Exercise requirements: Retype everything in the items below, from the line containing "Each instance of the yellow" down to the line containing "pixel 631 348", including both of those lines and changing nothing.

○ ○ ○ ○ ○

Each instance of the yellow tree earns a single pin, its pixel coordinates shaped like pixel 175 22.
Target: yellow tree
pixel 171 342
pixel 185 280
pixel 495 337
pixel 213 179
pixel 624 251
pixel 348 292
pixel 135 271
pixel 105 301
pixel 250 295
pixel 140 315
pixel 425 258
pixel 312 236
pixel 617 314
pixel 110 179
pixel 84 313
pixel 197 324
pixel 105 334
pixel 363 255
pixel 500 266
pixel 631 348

○ ○ ○ ○ ○

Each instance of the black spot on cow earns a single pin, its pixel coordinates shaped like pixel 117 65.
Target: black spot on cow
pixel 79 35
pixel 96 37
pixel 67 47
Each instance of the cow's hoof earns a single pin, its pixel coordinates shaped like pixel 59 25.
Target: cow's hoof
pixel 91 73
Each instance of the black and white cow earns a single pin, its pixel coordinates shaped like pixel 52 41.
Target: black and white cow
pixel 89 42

○ ○ ○ ○ ○

Solution:
Each instance of the yellow tree earns a single pin, its pixel coordinates shaped like pixel 175 22.
Target: yellow tree
pixel 171 342
pixel 185 280
pixel 495 337
pixel 213 179
pixel 624 251
pixel 348 292
pixel 135 271
pixel 105 301
pixel 250 295
pixel 140 315
pixel 425 258
pixel 312 236
pixel 617 314
pixel 110 179
pixel 84 313
pixel 197 324
pixel 105 334
pixel 363 255
pixel 500 266
pixel 631 348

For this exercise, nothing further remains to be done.